- The task:
Below is some material; transcribe all of it exactly.
====
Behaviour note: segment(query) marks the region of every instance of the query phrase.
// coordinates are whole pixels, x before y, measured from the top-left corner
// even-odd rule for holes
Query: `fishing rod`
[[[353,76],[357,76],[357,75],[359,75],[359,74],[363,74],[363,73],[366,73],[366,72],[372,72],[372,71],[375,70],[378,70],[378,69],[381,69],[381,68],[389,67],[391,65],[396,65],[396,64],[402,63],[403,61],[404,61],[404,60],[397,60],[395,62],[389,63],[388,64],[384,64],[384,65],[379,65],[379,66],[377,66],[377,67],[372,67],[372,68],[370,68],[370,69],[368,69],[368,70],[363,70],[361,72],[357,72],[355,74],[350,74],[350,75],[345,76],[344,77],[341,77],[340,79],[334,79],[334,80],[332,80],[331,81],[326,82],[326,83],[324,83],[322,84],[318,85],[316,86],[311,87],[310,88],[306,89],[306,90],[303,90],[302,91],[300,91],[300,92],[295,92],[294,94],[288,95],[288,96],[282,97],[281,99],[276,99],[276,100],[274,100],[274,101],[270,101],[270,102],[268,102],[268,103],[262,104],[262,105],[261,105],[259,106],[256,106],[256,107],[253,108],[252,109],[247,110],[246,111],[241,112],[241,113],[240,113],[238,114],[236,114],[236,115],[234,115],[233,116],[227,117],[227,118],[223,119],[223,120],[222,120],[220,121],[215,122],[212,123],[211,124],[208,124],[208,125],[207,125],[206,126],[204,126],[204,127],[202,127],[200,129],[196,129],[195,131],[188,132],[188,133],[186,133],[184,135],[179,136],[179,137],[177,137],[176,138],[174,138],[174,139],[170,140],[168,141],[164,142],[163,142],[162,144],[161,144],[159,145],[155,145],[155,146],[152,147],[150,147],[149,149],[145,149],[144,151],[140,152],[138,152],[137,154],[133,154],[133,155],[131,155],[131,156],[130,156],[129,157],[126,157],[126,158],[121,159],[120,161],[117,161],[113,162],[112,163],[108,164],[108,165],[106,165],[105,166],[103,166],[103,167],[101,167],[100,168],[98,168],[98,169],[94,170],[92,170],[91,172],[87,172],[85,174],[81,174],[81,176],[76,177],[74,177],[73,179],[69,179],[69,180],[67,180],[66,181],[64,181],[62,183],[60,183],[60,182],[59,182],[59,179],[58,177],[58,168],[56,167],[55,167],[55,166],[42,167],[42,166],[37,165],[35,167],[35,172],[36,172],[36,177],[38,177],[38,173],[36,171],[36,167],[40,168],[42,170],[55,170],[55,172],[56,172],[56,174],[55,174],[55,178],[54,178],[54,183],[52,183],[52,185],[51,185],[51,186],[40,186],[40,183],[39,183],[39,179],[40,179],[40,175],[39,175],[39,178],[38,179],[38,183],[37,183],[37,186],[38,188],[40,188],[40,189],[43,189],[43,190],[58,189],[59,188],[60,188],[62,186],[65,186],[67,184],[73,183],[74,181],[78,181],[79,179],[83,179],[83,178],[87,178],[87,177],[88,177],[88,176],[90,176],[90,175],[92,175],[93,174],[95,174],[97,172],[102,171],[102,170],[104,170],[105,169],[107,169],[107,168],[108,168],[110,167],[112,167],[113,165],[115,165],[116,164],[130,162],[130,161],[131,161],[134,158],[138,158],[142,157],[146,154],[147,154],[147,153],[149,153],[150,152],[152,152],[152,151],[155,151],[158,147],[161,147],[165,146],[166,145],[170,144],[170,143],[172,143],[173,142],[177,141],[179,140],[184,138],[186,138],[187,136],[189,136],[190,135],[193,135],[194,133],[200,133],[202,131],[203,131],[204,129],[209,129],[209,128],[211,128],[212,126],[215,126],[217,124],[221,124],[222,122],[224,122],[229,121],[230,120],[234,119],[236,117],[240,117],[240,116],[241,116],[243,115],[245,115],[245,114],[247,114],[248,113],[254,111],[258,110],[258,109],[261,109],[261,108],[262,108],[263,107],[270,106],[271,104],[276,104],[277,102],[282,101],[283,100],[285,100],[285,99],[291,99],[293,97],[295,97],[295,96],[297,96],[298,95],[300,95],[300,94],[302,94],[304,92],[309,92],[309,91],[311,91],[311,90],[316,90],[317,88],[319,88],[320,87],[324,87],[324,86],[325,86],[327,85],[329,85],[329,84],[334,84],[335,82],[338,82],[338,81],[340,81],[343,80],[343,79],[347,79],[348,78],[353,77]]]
====
- Exercise solution:
Behaviour note: segment(query) marks the region of every instance of the query phrase.
// coordinates are whole pixels, x before y, measured from the top-left corner
// even-odd rule for holes
Query: `fishing rod`
[[[353,76],[357,76],[357,75],[359,75],[359,74],[363,74],[363,73],[366,73],[366,72],[372,72],[372,71],[375,70],[378,70],[378,69],[381,69],[381,68],[389,67],[391,65],[396,65],[396,64],[402,63],[403,61],[404,61],[404,60],[397,60],[395,62],[389,63],[388,64],[384,64],[384,65],[379,65],[379,66],[377,66],[377,67],[372,67],[372,68],[370,68],[370,69],[368,69],[368,70],[363,70],[361,72],[357,72],[355,74],[350,74],[350,75],[345,76],[344,77],[341,77],[340,79],[334,79],[334,80],[332,80],[331,81],[326,82],[326,83],[324,83],[322,84],[318,85],[316,86],[311,87],[310,88],[306,89],[306,90],[303,90],[302,91],[300,91],[300,92],[295,92],[294,94],[288,95],[288,96],[282,97],[281,99],[276,99],[276,100],[274,100],[274,101],[270,101],[270,102],[268,102],[268,103],[262,104],[262,105],[261,105],[259,106],[256,106],[256,107],[253,108],[252,109],[247,110],[246,111],[241,112],[241,113],[240,113],[238,114],[236,114],[236,115],[234,115],[233,116],[227,117],[227,118],[223,119],[223,120],[222,120],[220,121],[215,122],[212,123],[211,124],[208,124],[208,125],[207,125],[206,126],[204,126],[204,127],[202,127],[200,129],[196,129],[195,131],[188,132],[188,133],[186,133],[184,135],[179,136],[179,137],[177,137],[176,138],[174,138],[174,139],[170,140],[168,141],[164,142],[163,142],[162,144],[161,144],[159,145],[155,145],[155,146],[152,147],[150,147],[149,149],[145,149],[144,151],[140,152],[138,152],[137,154],[133,154],[133,155],[131,155],[131,156],[130,156],[129,157],[126,157],[126,158],[121,159],[120,161],[117,161],[113,162],[112,163],[108,164],[108,165],[106,165],[105,166],[103,166],[103,167],[101,167],[100,168],[98,168],[98,169],[94,170],[92,170],[91,172],[87,172],[85,174],[81,174],[81,176],[76,177],[74,177],[73,179],[69,179],[69,180],[67,180],[66,181],[64,181],[62,183],[60,183],[60,182],[59,182],[59,179],[58,177],[58,168],[56,167],[55,167],[55,166],[42,167],[42,166],[37,165],[35,167],[35,172],[36,172],[36,177],[38,177],[38,173],[36,171],[36,167],[40,168],[42,170],[55,170],[55,172],[56,172],[56,174],[55,174],[55,178],[54,178],[54,183],[52,183],[52,185],[51,185],[51,186],[40,186],[40,183],[39,183],[39,179],[40,179],[40,175],[39,175],[39,178],[38,179],[38,183],[37,183],[37,186],[38,188],[40,188],[40,189],[43,189],[43,190],[58,189],[59,188],[60,188],[62,186],[65,186],[67,184],[73,183],[74,181],[78,181],[79,179],[83,179],[83,178],[87,178],[87,177],[88,177],[88,176],[90,176],[90,175],[92,175],[93,174],[95,174],[97,172],[102,171],[102,170],[104,170],[105,169],[107,169],[107,168],[108,168],[110,167],[112,167],[113,165],[115,165],[116,164],[130,162],[130,161],[131,161],[134,158],[138,158],[142,157],[146,154],[147,154],[147,153],[149,153],[150,152],[152,152],[152,151],[155,151],[158,147],[161,147],[165,146],[166,145],[170,144],[170,143],[172,143],[173,142],[177,141],[179,140],[184,138],[186,138],[187,136],[189,136],[190,135],[193,135],[194,133],[200,133],[202,131],[203,131],[204,129],[209,129],[209,128],[211,128],[212,126],[215,126],[217,124],[221,124],[222,122],[224,122],[229,121],[230,120],[234,119],[236,117],[240,117],[240,116],[241,116],[243,115],[245,115],[245,114],[247,114],[248,113],[254,111],[258,110],[258,109],[261,109],[261,108],[262,108],[263,107],[270,106],[271,104],[276,104],[277,102],[282,101],[283,100],[285,100],[285,99],[291,99],[293,97],[295,97],[295,96],[297,96],[298,95],[300,95],[300,94],[302,94],[304,92],[309,92],[309,91],[311,91],[311,90],[316,90],[317,88],[319,88],[320,87],[324,87],[324,86],[325,86],[327,85],[329,85],[329,84],[334,84],[335,82],[338,82],[338,81],[340,81],[343,80],[343,79],[347,79],[348,78],[353,77]]]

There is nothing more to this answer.